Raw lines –

§

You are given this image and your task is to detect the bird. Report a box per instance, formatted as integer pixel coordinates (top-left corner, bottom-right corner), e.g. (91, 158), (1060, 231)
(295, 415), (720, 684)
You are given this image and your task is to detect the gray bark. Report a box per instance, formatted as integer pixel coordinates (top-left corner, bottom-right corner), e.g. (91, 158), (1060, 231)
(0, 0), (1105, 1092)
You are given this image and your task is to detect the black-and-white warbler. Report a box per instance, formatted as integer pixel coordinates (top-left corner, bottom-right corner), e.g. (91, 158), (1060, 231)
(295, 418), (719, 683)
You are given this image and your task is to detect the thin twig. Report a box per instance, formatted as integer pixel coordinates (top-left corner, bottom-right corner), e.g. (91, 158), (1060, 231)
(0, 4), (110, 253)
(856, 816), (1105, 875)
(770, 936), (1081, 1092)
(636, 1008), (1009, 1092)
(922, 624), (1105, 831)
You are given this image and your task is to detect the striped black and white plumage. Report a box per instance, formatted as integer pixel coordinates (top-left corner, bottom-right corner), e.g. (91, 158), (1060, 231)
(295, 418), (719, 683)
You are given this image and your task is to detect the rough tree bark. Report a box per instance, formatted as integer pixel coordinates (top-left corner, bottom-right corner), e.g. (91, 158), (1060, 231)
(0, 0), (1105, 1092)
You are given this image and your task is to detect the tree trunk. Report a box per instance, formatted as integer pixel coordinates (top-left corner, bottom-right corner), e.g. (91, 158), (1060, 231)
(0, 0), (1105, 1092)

§

Work to be completed –
Rewrite every line from the one containing "detect the rough" through the last line. Scale each coordinate in the answers by 0.95, rounding to whole numbers with halves going up, and leave all other numbers unchanged.

Exercise answer –
You are given this image and your task is to detect the rough tree bark. Report a box per instance, formatted as integer pixel coordinates (top-left corner, bottom-right corner), e.g. (91, 158), (1060, 231)
(0, 0), (1050, 1037)
You are given this image and your task is to detect the tree trunk. Report a box per instance, formatted as integer pixel coordinates (top-left corner, bottom-right corner), e.g. (91, 158), (1060, 231)
(0, 0), (1050, 1037)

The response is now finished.